-- What to do --
Copy out the data below verbatim, everything from the line containing "the shirtless man?" down to the line containing "POLYGON ((105 302, 107", with both of those lines included.

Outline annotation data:

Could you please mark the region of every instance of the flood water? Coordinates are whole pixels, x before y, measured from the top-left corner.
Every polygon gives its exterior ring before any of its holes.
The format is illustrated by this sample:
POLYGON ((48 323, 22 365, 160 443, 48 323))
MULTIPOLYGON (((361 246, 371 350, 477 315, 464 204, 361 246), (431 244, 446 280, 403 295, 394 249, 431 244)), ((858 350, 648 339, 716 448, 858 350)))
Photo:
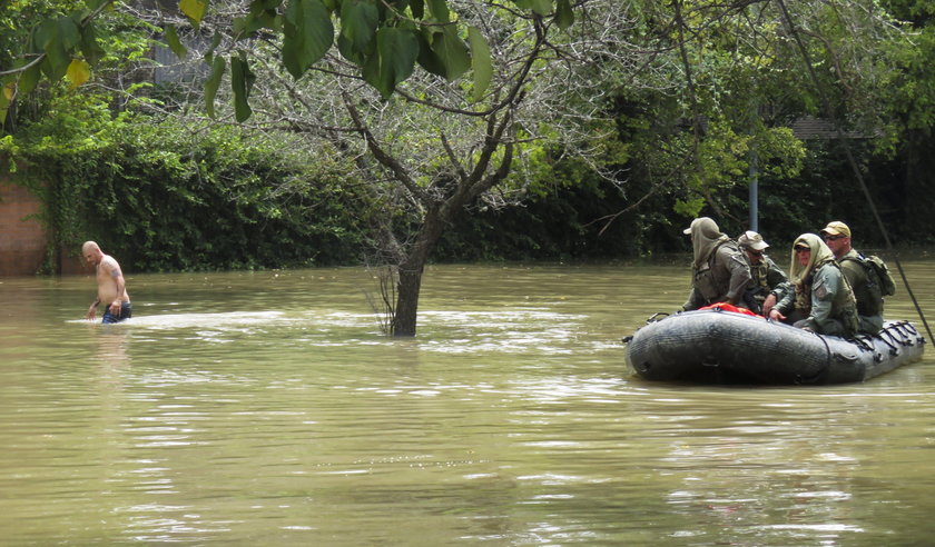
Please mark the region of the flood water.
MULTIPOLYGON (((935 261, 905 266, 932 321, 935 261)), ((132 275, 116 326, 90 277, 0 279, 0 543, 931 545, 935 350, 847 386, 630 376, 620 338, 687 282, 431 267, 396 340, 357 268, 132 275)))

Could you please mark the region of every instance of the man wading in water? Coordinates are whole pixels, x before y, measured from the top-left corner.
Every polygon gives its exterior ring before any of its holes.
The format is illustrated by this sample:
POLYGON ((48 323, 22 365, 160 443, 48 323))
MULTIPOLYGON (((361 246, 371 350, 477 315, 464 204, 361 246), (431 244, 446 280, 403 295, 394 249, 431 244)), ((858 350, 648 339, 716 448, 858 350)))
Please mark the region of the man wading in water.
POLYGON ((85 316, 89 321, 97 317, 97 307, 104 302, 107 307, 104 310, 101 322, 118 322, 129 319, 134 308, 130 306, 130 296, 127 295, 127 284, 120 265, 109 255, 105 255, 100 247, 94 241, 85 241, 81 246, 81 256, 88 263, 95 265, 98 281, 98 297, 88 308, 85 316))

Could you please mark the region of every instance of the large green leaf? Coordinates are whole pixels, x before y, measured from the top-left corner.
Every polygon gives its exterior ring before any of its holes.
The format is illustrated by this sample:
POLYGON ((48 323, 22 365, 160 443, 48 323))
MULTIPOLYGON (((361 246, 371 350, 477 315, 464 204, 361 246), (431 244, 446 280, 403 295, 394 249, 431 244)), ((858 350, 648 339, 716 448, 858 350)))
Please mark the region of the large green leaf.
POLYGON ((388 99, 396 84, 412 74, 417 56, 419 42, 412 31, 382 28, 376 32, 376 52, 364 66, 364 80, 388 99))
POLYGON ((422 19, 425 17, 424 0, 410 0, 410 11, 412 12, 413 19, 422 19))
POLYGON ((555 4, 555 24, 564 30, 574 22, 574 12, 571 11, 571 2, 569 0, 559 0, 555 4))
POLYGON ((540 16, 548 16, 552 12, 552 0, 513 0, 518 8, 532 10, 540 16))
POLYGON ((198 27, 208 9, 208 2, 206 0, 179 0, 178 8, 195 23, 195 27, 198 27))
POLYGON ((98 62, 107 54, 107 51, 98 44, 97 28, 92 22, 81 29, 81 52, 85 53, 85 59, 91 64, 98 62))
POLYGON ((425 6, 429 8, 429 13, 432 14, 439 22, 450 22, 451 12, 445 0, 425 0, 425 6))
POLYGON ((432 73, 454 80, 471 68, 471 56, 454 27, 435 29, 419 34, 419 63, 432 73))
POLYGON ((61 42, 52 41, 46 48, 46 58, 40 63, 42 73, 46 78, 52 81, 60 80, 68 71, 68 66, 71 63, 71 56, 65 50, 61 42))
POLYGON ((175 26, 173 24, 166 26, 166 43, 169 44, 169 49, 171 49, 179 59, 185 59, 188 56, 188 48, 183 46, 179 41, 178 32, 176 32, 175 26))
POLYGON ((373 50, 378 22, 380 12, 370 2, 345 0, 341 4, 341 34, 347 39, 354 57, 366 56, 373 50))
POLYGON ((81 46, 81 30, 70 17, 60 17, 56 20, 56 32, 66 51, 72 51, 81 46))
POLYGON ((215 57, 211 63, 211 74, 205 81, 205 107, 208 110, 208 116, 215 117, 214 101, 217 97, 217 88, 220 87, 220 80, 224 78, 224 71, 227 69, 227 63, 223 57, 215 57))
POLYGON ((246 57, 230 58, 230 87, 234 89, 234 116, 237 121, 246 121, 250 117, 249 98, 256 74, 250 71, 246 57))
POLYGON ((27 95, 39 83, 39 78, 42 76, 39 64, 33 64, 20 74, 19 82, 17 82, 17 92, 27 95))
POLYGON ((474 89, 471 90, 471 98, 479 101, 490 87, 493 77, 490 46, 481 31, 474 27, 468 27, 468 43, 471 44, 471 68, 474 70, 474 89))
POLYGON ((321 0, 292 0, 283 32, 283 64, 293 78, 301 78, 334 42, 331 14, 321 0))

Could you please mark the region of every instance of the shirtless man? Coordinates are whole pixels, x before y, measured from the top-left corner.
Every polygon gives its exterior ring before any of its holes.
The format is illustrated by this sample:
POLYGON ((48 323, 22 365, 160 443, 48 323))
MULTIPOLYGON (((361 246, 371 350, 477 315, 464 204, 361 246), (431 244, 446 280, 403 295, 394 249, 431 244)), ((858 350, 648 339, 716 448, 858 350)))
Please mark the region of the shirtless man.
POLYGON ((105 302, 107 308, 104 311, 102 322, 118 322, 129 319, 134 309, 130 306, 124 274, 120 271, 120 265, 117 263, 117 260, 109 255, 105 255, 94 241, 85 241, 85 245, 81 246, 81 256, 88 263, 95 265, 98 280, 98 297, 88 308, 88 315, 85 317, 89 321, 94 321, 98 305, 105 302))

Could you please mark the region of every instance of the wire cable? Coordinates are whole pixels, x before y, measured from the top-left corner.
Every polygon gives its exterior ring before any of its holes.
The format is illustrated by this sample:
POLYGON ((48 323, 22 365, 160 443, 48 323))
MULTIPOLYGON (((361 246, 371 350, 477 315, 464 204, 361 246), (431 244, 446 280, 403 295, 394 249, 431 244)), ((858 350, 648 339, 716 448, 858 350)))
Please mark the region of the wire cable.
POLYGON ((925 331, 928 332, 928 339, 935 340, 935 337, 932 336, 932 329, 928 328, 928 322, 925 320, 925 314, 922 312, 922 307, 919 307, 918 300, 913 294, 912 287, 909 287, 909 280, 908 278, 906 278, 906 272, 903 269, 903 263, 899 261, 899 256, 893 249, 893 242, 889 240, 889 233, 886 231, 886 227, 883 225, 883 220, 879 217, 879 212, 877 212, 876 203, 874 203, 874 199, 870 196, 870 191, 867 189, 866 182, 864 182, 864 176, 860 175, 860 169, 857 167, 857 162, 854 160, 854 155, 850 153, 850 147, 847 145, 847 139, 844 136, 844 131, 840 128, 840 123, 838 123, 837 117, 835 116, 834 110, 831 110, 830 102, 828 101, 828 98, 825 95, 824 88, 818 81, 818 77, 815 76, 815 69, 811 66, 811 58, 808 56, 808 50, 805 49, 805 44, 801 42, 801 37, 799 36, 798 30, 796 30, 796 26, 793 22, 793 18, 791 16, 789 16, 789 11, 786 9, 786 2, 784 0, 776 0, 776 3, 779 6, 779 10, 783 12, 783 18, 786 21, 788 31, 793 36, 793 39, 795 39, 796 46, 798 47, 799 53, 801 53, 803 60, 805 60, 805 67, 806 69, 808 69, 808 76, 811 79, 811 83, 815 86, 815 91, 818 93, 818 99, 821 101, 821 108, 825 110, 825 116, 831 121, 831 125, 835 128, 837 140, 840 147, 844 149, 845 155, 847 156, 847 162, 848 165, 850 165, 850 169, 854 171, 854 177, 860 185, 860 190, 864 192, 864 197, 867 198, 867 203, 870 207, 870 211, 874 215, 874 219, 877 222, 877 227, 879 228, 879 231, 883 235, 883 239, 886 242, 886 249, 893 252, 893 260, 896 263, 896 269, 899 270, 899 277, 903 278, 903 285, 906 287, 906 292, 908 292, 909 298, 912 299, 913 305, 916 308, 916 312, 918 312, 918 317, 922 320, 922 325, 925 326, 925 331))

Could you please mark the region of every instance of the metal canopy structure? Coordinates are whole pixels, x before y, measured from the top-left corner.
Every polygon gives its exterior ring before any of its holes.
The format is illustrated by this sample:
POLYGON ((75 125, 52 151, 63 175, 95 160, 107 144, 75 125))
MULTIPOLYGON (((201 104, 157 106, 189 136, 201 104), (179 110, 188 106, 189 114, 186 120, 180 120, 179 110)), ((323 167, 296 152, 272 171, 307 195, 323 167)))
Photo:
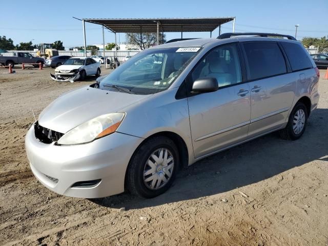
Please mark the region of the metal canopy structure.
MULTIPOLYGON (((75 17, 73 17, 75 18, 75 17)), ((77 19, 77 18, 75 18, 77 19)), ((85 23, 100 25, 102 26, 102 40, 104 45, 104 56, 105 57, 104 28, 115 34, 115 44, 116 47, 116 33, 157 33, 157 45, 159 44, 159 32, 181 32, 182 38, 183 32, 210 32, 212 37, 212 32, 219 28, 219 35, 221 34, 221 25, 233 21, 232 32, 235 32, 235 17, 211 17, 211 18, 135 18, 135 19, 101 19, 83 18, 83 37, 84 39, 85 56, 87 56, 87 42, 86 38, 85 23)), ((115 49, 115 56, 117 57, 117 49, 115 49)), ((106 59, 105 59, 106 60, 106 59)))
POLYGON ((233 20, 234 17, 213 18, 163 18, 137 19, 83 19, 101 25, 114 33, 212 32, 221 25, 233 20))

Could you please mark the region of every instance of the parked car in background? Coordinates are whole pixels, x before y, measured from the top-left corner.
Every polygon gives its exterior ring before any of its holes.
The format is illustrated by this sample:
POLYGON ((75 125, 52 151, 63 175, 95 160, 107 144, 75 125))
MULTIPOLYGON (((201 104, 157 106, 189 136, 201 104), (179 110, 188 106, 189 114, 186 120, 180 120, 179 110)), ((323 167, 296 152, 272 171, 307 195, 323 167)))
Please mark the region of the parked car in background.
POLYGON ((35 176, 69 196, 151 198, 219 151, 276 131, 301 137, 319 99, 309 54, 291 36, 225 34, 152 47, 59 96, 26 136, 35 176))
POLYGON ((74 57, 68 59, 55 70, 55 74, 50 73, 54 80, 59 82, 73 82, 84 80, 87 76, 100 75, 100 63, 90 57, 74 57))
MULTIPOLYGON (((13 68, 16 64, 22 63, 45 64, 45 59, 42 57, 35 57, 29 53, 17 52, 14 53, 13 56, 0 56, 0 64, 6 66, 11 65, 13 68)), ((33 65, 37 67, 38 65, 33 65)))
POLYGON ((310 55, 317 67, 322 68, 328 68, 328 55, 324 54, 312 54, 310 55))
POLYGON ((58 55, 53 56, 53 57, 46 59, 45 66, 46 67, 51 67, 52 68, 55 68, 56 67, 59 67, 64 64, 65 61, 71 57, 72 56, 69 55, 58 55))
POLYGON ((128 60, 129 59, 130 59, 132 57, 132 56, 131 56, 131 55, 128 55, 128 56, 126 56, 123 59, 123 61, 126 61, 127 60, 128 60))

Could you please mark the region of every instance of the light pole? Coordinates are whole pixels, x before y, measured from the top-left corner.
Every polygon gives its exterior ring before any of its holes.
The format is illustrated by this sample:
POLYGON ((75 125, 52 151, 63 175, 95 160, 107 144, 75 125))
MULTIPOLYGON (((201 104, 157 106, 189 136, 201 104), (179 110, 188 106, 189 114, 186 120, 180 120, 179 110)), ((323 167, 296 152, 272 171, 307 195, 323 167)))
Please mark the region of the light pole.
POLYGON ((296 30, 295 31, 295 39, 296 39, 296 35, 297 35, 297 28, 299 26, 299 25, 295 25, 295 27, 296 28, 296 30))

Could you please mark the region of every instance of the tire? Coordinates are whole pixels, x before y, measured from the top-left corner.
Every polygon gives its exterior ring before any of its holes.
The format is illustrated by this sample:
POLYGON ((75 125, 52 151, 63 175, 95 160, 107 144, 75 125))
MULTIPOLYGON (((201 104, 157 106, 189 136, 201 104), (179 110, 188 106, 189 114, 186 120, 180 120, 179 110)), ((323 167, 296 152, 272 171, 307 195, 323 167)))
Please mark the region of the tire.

-- Right answer --
Could you please mark the region of every instance of the shirtless man? Coordinates are whole pixels, x before y, measured from the top-left corner.
Every polygon gives its exterior ring before any of its holes.
The format is illustrated by this sample:
POLYGON ((48 323, 22 365, 160 443, 48 323))
MULTIPOLYGON (((361 246, 371 350, 477 315, 464 204, 361 246), (431 244, 446 280, 403 295, 394 249, 431 244)), ((858 350, 648 339, 716 448, 858 350)))
Please mark the region of the shirtless man.
POLYGON ((105 302, 107 308, 104 311, 102 322, 118 322, 129 319, 134 309, 130 306, 124 274, 120 271, 120 265, 117 263, 117 260, 109 255, 105 255, 94 241, 85 241, 85 245, 81 246, 81 256, 88 263, 95 265, 98 280, 98 297, 88 308, 88 315, 85 317, 89 321, 94 321, 98 305, 105 302))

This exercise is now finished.